Named object pointing records
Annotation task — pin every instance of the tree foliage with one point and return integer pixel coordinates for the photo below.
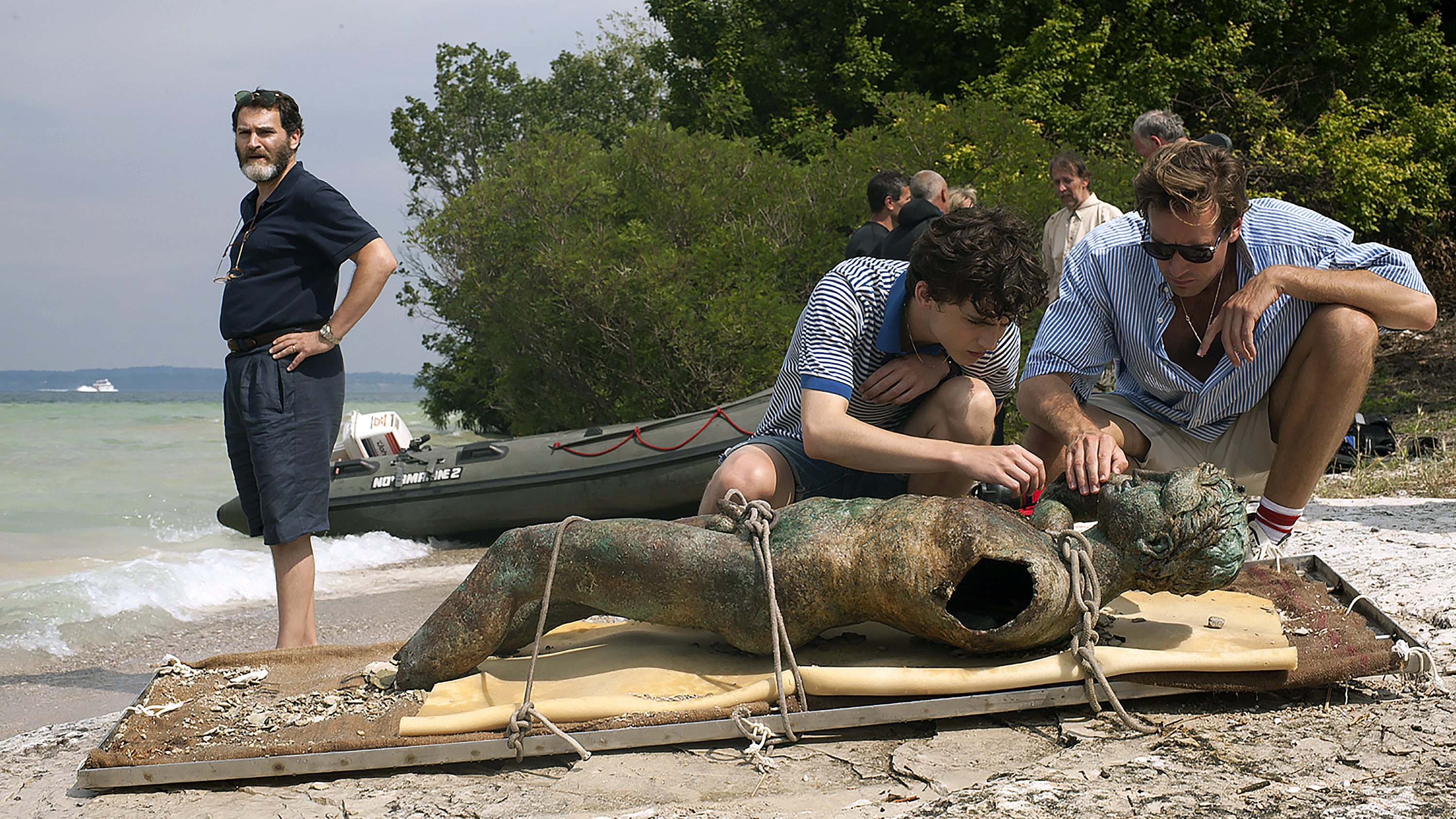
(634, 235)
(1353, 95)
(587, 284)
(482, 104)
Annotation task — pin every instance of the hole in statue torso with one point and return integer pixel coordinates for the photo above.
(991, 595)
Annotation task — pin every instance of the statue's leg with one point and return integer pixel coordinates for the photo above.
(653, 571)
(522, 632)
(471, 624)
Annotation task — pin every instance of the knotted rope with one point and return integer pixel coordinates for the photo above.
(759, 737)
(522, 719)
(759, 518)
(1424, 678)
(1087, 592)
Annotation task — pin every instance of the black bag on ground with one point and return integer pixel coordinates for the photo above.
(1368, 438)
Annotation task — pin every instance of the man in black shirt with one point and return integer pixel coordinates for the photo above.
(929, 198)
(284, 395)
(887, 193)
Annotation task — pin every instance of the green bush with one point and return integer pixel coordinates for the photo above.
(579, 284)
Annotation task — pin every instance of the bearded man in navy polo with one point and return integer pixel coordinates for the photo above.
(284, 395)
(1244, 335)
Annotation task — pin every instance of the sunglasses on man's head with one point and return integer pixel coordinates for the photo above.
(1196, 254)
(267, 98)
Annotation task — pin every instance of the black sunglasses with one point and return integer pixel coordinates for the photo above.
(267, 98)
(1196, 254)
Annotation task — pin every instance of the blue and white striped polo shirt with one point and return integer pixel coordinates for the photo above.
(851, 328)
(1114, 306)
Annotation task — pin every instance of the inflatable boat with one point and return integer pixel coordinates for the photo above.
(653, 469)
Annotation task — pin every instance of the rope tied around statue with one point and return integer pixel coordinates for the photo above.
(758, 518)
(752, 518)
(1087, 594)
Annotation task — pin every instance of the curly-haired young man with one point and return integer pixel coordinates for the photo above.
(896, 372)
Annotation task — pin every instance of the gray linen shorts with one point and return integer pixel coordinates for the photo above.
(280, 429)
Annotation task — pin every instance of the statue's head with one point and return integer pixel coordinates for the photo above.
(1183, 531)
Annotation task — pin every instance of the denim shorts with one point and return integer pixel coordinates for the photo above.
(825, 479)
(280, 429)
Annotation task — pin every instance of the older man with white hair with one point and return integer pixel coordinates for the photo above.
(929, 198)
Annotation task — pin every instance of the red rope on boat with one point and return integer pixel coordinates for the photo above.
(637, 435)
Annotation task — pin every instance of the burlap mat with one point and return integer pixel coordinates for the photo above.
(314, 700)
(213, 719)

● SET PROBLEM:
Rewrite the stretch from the line containing "Annotation task — pin every instance of the statue's head" through the end of the records as a numbered list, leaving out any blank lines.

● RESPONSE BELOW:
1. Annotation task — pin every instance of the statue's head with one point and return integer pixel coordinates for the photo above.
2. (1183, 531)
3. Annotation task — pin every instance of the denim shorts with one point and return integer pixel coordinates for the photo above.
4. (825, 479)
5. (280, 429)
6. Annotation task — pin every instance of the older man with white hair with one point and return integer pixel coordinates for the photo above.
7. (929, 198)
8. Annotation task — pin every instance of the red rope on boat with one point and return integer pixel coordinates for the photo above.
9. (637, 435)
10. Annotation task — pin every instance of the burlap mat with one point and return integer pixel coordinates for the photo above.
11. (314, 700)
12. (213, 719)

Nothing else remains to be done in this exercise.